▶ _GIVEN TASK_: Output nothing but the lines from the line with "Would you be so kind as to locate the green meadow" through the end of the listing below, both ends included.
+ + + +
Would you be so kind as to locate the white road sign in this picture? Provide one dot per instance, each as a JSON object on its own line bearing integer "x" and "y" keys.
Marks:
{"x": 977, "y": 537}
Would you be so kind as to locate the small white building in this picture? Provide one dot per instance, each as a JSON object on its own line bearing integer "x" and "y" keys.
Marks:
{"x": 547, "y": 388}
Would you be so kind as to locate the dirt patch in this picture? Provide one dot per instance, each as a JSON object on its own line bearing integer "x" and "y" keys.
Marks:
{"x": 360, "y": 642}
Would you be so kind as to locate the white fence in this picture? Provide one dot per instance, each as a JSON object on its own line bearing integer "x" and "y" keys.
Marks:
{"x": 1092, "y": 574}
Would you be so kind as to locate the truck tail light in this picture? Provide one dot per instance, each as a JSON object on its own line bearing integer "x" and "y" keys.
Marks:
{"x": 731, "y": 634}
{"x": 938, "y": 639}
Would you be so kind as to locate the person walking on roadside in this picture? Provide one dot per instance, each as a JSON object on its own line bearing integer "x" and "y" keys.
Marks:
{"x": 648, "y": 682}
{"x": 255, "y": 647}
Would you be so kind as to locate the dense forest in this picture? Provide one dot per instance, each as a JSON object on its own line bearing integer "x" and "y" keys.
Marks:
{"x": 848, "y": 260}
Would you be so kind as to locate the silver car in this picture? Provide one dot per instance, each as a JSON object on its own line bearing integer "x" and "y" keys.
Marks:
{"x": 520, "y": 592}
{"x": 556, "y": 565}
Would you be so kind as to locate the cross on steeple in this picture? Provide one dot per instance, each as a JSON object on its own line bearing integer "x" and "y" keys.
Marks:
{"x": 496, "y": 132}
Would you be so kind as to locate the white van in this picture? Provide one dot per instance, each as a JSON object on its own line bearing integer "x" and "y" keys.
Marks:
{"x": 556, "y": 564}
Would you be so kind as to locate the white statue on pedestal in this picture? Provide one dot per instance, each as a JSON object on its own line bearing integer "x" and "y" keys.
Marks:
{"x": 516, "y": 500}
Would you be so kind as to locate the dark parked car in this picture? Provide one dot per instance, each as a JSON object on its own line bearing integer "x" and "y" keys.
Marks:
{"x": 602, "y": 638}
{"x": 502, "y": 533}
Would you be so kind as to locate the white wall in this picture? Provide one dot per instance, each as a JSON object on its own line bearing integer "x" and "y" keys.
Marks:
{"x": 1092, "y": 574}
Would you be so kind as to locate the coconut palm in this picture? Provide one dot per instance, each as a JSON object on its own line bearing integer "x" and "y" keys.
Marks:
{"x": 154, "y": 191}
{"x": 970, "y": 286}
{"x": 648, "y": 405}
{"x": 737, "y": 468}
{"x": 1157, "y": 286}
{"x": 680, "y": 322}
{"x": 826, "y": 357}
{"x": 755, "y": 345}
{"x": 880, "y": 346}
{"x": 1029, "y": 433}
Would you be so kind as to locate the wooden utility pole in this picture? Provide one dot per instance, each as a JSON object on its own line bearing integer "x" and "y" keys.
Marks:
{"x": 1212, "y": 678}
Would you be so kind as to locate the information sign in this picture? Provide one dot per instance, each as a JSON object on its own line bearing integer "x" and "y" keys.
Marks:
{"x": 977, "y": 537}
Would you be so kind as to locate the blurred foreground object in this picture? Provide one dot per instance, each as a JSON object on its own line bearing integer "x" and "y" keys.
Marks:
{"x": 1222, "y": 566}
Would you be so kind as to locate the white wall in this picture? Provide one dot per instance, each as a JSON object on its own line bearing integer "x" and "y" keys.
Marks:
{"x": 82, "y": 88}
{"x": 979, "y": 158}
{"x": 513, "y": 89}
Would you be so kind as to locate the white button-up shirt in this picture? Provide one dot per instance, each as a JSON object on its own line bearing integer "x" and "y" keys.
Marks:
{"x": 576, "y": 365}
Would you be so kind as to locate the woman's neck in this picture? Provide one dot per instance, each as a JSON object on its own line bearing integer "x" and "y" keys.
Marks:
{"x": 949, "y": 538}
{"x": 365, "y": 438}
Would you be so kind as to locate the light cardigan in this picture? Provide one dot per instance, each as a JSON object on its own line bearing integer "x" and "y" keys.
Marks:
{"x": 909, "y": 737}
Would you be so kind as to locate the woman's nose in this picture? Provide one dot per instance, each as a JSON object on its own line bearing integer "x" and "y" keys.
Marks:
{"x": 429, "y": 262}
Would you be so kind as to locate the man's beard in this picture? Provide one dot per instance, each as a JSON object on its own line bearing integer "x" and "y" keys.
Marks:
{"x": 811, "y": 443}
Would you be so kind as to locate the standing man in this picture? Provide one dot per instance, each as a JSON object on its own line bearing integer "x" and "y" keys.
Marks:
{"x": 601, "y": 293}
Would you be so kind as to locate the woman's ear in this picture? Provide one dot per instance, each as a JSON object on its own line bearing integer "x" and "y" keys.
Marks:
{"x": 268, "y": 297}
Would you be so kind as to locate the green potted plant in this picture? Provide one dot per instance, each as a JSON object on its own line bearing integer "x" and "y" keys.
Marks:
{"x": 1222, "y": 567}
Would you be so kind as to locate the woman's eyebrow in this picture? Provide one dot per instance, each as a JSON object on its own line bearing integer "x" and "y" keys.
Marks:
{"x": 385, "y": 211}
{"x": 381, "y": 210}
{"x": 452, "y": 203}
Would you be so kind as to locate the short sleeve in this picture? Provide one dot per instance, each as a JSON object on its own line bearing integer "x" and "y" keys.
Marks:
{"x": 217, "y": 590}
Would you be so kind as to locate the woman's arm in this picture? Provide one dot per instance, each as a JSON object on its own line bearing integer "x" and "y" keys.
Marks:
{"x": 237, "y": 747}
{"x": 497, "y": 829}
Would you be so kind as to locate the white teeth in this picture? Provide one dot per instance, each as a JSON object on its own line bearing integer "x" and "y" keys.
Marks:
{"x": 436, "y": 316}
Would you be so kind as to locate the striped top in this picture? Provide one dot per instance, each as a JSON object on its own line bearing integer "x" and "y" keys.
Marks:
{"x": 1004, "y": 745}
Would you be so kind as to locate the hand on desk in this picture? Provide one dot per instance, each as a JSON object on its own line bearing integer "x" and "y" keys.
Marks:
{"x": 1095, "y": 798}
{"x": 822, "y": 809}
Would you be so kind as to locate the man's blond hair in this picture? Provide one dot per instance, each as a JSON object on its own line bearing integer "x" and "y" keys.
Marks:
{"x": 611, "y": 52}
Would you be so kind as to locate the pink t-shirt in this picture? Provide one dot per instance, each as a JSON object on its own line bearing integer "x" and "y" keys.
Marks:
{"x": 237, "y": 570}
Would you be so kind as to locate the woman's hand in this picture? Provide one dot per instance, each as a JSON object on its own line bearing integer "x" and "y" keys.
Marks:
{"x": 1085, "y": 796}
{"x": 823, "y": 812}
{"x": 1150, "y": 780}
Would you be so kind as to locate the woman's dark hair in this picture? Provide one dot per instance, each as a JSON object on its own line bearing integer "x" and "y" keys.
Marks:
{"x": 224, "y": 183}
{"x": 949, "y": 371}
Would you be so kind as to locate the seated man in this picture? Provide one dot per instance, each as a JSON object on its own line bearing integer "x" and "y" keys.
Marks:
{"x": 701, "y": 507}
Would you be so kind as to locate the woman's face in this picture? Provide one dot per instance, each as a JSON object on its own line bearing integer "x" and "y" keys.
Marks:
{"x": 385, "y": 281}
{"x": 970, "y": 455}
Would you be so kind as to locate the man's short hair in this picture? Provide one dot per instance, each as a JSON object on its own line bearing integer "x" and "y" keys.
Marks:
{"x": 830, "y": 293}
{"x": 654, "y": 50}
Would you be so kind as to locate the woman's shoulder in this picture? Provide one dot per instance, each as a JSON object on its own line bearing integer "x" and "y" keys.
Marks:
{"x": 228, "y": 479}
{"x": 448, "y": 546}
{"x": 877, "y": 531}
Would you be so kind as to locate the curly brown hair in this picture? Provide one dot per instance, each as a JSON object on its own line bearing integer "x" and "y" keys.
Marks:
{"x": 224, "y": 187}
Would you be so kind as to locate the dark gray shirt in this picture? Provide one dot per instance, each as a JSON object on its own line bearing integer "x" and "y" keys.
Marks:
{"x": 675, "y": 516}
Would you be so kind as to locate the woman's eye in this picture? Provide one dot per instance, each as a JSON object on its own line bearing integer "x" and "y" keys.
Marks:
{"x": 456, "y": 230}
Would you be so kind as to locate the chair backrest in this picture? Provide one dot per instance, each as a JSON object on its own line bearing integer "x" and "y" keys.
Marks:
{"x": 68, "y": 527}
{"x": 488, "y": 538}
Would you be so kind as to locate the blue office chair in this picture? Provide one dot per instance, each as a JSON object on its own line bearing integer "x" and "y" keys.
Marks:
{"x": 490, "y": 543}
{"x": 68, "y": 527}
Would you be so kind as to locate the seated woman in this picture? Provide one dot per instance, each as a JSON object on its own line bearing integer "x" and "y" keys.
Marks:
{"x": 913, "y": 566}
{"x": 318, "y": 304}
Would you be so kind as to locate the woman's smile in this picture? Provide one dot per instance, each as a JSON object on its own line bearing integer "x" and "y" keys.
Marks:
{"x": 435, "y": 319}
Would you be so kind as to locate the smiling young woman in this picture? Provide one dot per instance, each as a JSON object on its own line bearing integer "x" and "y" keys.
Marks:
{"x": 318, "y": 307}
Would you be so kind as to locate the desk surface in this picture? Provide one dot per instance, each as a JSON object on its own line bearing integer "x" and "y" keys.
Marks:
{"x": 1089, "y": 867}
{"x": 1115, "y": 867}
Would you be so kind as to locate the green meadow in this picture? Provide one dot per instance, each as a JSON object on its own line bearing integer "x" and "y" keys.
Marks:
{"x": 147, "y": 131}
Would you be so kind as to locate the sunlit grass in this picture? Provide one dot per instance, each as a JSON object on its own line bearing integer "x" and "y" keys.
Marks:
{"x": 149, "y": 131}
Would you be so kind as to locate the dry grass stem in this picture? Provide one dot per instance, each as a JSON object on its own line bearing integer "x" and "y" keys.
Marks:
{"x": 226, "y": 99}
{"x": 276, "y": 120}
+ + + +
▶ _ANSWER BELOW_:
Would you be so kind as to locate the green meadow in this picture? Provide one dot per instance, each as a JSON object on its own line bearing integer "x" and "y" keys.
Marks:
{"x": 147, "y": 131}
Would you be so kind as to locate the sunlit grass in this picture? Provide one dot per instance, each as a JSON object on its own line bearing integer "x" and "y" keys.
Marks:
{"x": 149, "y": 131}
Would you be so kind as to locate the dry grass stem in this picture? Provide one dot per instance, each as a JSON object on its own line bearing integer "x" and "y" keys.
Marks:
{"x": 226, "y": 99}
{"x": 276, "y": 120}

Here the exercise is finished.